* **WHAT YOU ARE ASKED TO DO**
Print the records below exactly, with no pictures.

* **SUPPLIED MATERIAL**
_ _ _

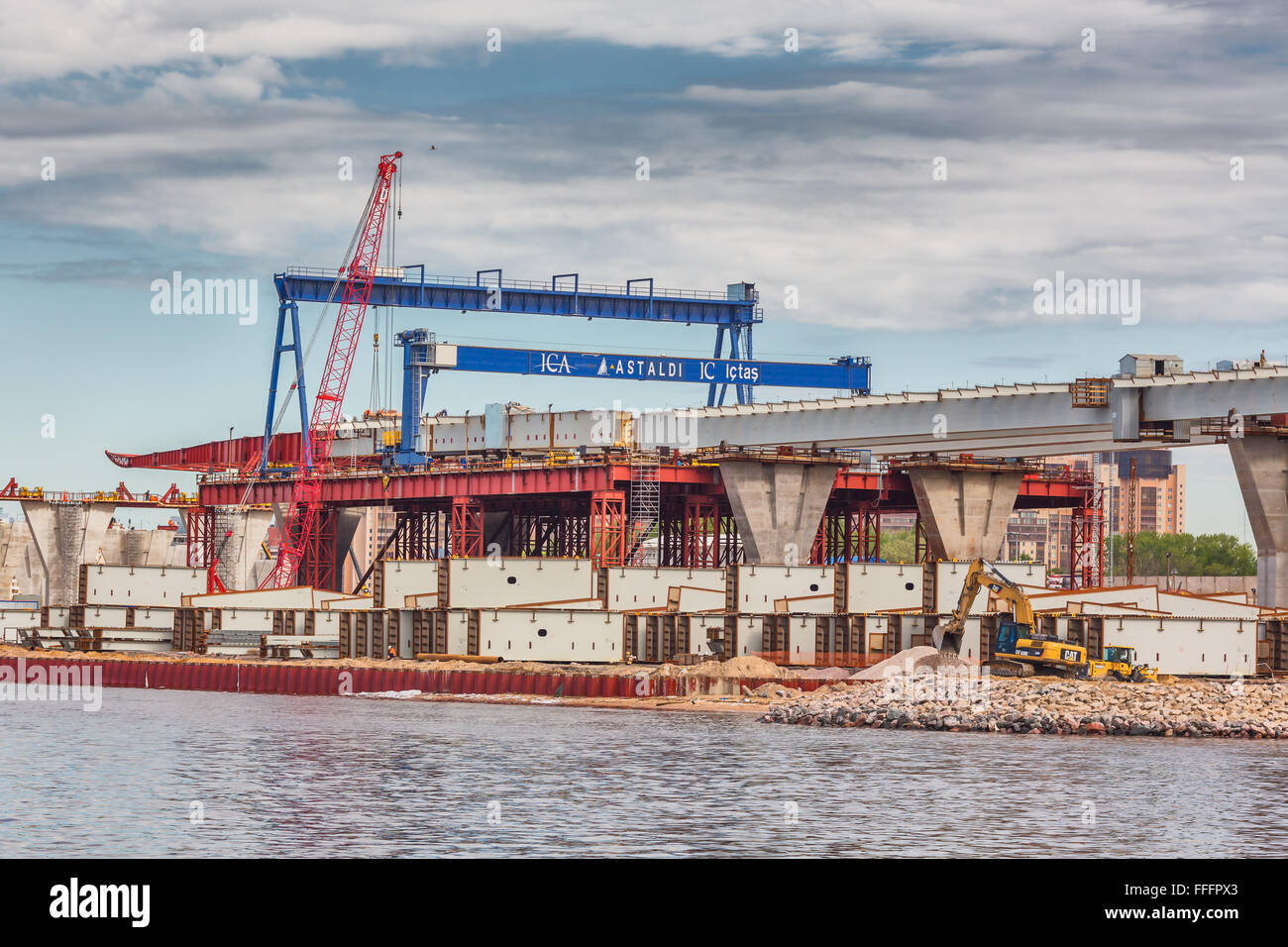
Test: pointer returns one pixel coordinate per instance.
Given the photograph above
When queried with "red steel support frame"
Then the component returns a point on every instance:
(700, 532)
(201, 536)
(467, 536)
(1087, 541)
(608, 527)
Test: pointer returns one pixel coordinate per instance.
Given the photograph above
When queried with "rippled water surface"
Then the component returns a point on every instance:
(323, 776)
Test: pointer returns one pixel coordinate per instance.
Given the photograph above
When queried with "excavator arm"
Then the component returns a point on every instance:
(948, 635)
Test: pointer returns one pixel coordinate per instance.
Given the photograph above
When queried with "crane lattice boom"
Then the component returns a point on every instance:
(301, 514)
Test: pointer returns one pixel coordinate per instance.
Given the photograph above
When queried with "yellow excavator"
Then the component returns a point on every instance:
(1020, 654)
(1120, 663)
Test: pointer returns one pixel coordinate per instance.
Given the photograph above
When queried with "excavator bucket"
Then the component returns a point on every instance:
(947, 639)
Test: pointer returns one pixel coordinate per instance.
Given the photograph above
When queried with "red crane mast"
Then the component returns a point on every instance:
(301, 514)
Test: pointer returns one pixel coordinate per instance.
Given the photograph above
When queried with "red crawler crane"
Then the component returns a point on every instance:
(301, 515)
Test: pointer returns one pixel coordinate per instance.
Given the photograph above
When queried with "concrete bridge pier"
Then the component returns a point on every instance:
(964, 510)
(240, 552)
(1261, 467)
(778, 506)
(65, 535)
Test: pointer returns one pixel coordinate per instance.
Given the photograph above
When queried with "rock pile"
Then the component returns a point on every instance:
(1046, 705)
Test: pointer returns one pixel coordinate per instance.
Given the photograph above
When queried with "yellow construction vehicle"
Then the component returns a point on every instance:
(1120, 663)
(1018, 652)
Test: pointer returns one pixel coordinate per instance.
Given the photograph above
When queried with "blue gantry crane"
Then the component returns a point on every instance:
(424, 355)
(733, 313)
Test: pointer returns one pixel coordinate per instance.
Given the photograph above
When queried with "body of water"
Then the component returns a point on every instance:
(185, 774)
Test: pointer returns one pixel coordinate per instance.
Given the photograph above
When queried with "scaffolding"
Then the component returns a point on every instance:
(645, 508)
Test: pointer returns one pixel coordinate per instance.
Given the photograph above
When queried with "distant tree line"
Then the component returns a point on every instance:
(1209, 554)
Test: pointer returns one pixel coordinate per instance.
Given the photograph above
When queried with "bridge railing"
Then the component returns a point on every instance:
(399, 274)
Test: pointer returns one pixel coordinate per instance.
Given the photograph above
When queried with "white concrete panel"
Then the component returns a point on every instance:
(542, 634)
(1134, 595)
(759, 586)
(142, 585)
(458, 631)
(246, 620)
(1188, 646)
(106, 616)
(645, 586)
(294, 596)
(146, 616)
(1194, 605)
(880, 586)
(699, 599)
(506, 582)
(349, 603)
(403, 578)
(748, 634)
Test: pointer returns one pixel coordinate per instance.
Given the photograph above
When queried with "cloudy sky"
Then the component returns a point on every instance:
(910, 166)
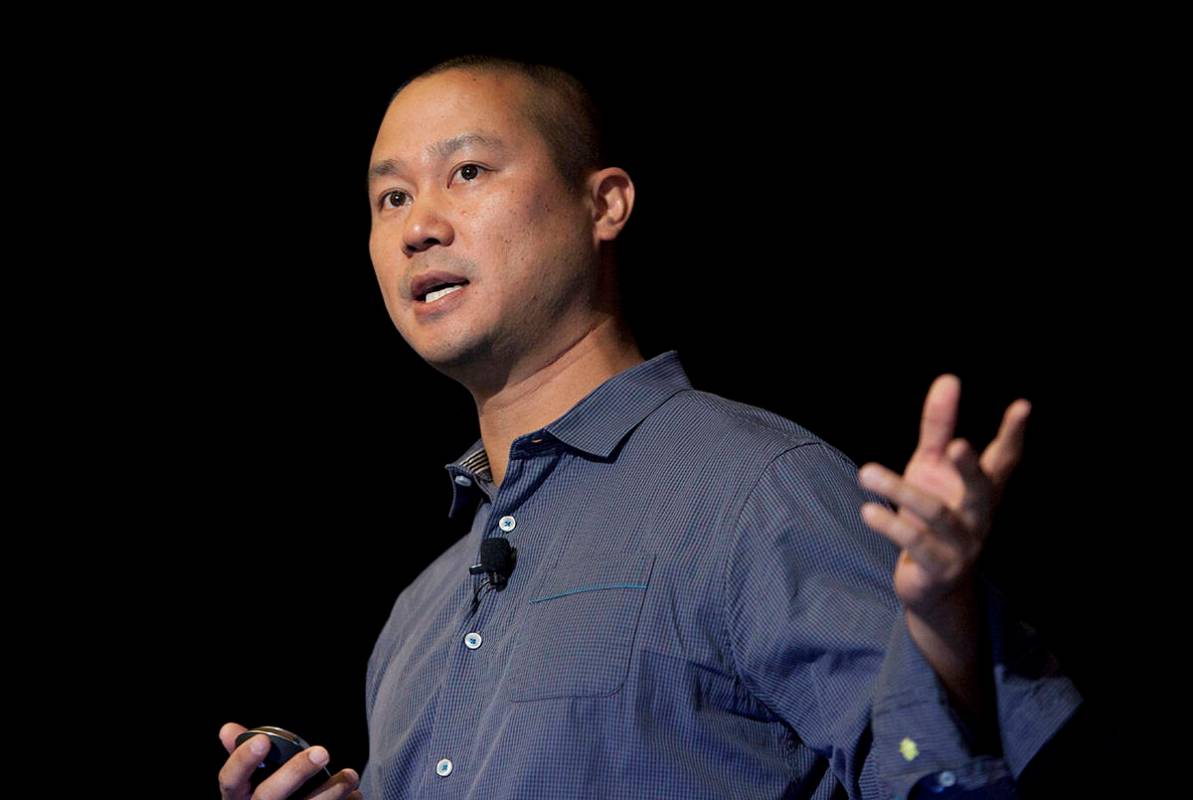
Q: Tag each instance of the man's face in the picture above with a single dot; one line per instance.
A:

_ _ _

* **TASK RESULT**
Test: pointer returns one pixel coordinate per instance.
Given the photograph above
When queried with "red steel support frame"
Then the component returns a point on every instance:
(700, 532)
(201, 536)
(467, 536)
(1087, 541)
(608, 527)
Test: pointer returns one pixel coordinate per instance.
Given the photograph above
When queried with "rippled water surface"
Then the component returns a point on every instance:
(323, 776)
Test: pointer returns one pixel coordinate per instance.
Given the photograph above
When queried with "excavator arm"
Then the component returns a point on every instance:
(948, 635)
Test: pointer returns one pixel coordinate per instance.
Given the photograph above
When queried with "crane lattice boom"
Then the component returns a point on every instance:
(301, 514)
Test: pointer returns one pixel coordinate per instance.
Given the photograph above
When queried with "yellow excavator"
Then the component returns a point on every instance:
(1020, 654)
(1120, 663)
Test: pointer returns one pixel coordinate per instance.
Given the photograph above
When queried with "excavator bucket"
Then the component returns a point on every instance:
(947, 639)
Test: pointer returns one pixel coordinate per instance.
Given the photograph above
When queried with "red crane mast"
Then the component returns a point on every instance:
(301, 514)
Test: pointer returns one pixel coordinate per instance.
Given the photograph above
When queried with "red crawler crane"
Then the component returns a point on every instance:
(301, 515)
Test: pointer returns one pixel coordinate per instance.
Given the photograph above
When queried with "concrete bridge pier"
Then the component returns a point on every instance:
(964, 510)
(240, 552)
(1261, 467)
(778, 506)
(65, 535)
Test: pointer returns one pixel coordinate per instance.
Given the photograph above
When queried with "rock pile"
Then the component returns a point on every instance:
(1046, 705)
Test: pointer returns one pixel coordinate per instance.
Given the photograph above
When queried with "yellow construction vehicle"
Then the component returns a point on every instance:
(1120, 663)
(1018, 652)
Test: pointer returns one pixel coordinate per instance.
Given the photograph above
When queried with "blue gantry crane"
Then the component returns a point on every instance:
(424, 355)
(733, 313)
Test: pointer returns one pixel coordinate per instance.
Given the photograph above
When queried with "body of water"
Then the component returns a point on every instance:
(185, 774)
Test: pointer returns one pixel coordinate per instance.
Given the photograph above
When queried with "scaffolding"
Then the component returns a point on every instance:
(645, 508)
Test: pointer returns one pixel coordinate per instance.
Given the photograph above
When queried with "distant tree line"
Then the component returns a point on every instance:
(1209, 554)
Test: pointer returns one pixel coordinate per instance.
Given the photograph above
When queried with "bridge railing"
Then the component returns a point on every instance:
(399, 274)
Test: pointer returns one pixel coordinate per instance.
Given the photograph above
When queried with "white concrete panel"
Then the component returns a point on every instance:
(542, 634)
(1134, 595)
(759, 586)
(142, 585)
(458, 631)
(246, 620)
(1188, 646)
(106, 616)
(645, 586)
(294, 596)
(146, 616)
(1194, 605)
(880, 586)
(699, 599)
(506, 582)
(349, 603)
(403, 578)
(748, 634)
Test: pointer returns one pixel coordinate per instance.
Given the photograph above
When queried with "cloudy sky"
Then the component returns a point on every instance:
(910, 166)
Q: Tag each instance of the man's face in the picture above with a single dot; one line per instance.
A:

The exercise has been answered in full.